**Excerpted passage:**
Like anyone who has ever felt like the outsider looking in, I sometimes feel sad and alone when others don’t understand me or feel the need to be blatantly hurtful; however, I would NEVER change the fundamentals of who I am. Unlike the majority of young adults my age that numbingly walk through life, I LIVE. I experience and appreciate the life that I’ve been given. There will always be people who have been to more places than I have, but quantity holds little importance when compared to the quality of those experiences. While the majority of the group took the path to the left, “I took the one less traveled by,/And that has made all the difference.”
Monday, October 11, 2010
Adios Madrid
I just want to add a side note here. Thank you to everyone in my life who has ever influenced the person who I am today--the good and the bad, because without the bad, you don't know the how to taste the sweet. I love my life. I am grateful for all of the opportunities I have to see the world, to meet know people, and to expand my mind. I wish I could document my emotion, so that I could share these moments with everyone--they are so precious to me. I often have moments where I smile in the middle of the street because I think of a family member or a friend that I know would enjoy what just happened. So, thank you to everyone in my life that has supported and/or challenged me.

**Task list:**
A – Retype the part of the blog post between "Monday, October 11, 2010" and "and/or challenged me.", inclusive.
B – State how many lines of the entries below contain the word "church". Reply with the number alone.

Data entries
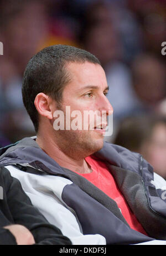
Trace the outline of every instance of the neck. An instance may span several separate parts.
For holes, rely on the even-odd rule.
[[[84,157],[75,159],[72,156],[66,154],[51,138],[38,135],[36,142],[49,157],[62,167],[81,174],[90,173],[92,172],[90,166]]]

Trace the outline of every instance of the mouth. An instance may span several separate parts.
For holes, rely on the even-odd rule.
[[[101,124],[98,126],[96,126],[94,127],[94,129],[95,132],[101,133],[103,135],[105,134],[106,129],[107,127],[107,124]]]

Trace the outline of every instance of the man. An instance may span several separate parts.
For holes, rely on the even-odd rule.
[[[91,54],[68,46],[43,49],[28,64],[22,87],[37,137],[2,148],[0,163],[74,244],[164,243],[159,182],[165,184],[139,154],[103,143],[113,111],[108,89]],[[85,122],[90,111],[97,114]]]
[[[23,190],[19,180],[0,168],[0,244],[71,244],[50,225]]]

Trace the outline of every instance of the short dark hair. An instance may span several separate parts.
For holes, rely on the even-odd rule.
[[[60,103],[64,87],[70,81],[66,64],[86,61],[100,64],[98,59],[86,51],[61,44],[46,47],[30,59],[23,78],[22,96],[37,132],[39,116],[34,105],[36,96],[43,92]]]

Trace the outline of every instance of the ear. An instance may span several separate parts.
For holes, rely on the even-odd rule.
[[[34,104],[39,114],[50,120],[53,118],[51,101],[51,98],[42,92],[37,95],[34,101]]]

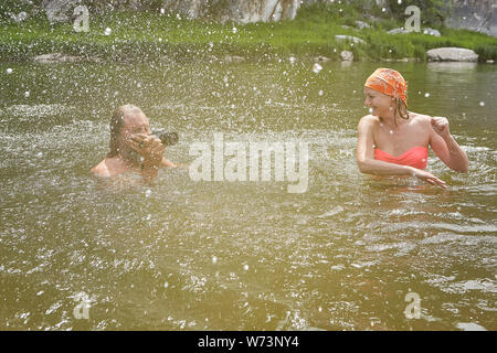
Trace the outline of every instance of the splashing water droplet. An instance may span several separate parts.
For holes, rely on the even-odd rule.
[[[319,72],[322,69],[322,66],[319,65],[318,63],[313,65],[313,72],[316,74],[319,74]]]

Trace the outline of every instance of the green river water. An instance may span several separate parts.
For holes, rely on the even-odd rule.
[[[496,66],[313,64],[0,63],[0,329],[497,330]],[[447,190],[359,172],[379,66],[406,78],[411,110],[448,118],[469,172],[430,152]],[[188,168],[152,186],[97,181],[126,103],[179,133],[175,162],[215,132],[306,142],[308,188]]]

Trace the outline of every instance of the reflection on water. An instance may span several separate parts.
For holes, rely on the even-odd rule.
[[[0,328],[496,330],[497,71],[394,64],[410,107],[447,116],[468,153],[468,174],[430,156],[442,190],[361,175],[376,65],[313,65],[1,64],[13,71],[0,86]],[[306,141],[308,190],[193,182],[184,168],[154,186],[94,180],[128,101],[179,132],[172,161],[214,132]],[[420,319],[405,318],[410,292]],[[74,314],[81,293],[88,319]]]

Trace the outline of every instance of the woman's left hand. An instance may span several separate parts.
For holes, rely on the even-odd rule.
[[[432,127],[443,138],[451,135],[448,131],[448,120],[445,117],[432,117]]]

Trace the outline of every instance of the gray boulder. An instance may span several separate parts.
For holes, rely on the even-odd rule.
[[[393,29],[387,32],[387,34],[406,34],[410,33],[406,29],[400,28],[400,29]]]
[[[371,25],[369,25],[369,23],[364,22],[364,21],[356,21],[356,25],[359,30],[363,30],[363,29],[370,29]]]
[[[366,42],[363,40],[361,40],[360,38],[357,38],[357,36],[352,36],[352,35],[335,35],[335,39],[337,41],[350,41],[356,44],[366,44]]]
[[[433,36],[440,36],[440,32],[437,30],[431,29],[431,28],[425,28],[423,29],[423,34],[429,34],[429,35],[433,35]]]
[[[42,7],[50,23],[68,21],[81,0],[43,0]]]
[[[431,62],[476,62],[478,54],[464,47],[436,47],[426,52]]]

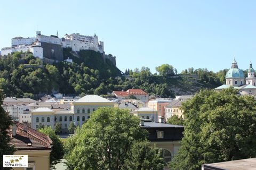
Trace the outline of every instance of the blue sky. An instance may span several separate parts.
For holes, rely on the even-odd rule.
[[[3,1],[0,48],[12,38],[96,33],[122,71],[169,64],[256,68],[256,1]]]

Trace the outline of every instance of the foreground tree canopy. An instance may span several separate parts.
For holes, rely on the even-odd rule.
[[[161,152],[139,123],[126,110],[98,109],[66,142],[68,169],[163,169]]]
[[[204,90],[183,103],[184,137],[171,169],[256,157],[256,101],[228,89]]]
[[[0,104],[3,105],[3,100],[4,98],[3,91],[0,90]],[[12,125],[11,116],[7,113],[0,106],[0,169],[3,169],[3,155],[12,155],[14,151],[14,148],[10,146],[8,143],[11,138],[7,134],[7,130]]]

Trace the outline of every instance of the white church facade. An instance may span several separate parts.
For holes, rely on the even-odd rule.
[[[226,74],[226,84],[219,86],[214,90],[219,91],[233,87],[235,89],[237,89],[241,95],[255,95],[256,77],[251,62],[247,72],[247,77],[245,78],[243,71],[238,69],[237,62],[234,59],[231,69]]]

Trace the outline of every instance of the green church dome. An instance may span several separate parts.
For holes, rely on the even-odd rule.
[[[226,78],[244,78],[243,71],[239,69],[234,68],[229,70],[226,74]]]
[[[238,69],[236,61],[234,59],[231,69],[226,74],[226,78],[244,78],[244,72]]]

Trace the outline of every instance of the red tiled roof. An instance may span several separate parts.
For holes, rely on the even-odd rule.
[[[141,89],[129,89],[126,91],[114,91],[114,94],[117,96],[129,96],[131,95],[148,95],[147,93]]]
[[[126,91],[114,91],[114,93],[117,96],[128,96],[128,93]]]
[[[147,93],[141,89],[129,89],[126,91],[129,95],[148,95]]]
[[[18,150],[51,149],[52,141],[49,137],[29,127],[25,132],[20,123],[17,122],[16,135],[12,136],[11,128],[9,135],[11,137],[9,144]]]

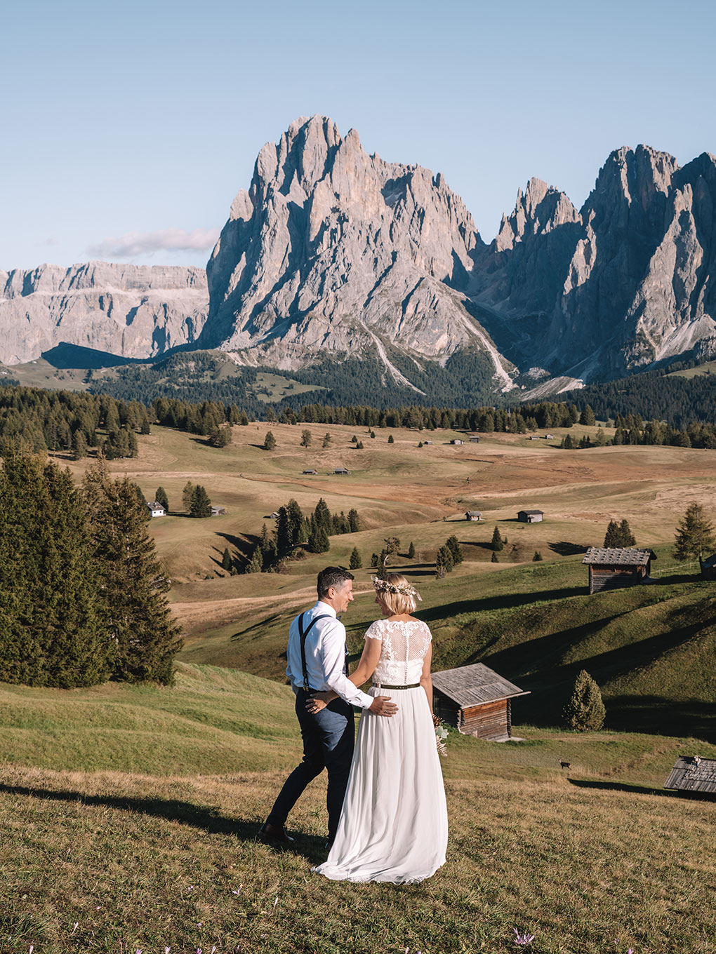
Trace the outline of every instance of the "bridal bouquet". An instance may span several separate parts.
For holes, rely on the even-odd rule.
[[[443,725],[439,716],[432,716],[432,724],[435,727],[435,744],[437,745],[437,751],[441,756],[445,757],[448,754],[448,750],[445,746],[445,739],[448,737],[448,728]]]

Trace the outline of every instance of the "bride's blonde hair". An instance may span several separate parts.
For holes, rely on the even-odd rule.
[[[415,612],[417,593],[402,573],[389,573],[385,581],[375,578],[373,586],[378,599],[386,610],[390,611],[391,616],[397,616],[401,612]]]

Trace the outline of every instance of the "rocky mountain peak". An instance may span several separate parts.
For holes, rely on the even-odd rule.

**Worked answers:**
A –
Monday, October 11, 2010
Adios Madrid
I just want to add a side note here. Thank you to everyone in my life who has ever influenced the person who I am today--the good and the bad, because without the bad, you don't know the how to taste the sweet. I love my life. I am grateful for all of the opportunities I have to see the world, to meet know people, and to expand my mind. I wish I could document my emotion, so that I could share these moments with everyone--they are so precious to me. I often have moments where I smile in the middle of the street because I think of a family member or a friend that I know would enjoy what just happened. So, thank you to everyone in my life that has supported and/or challenged me.

B – 2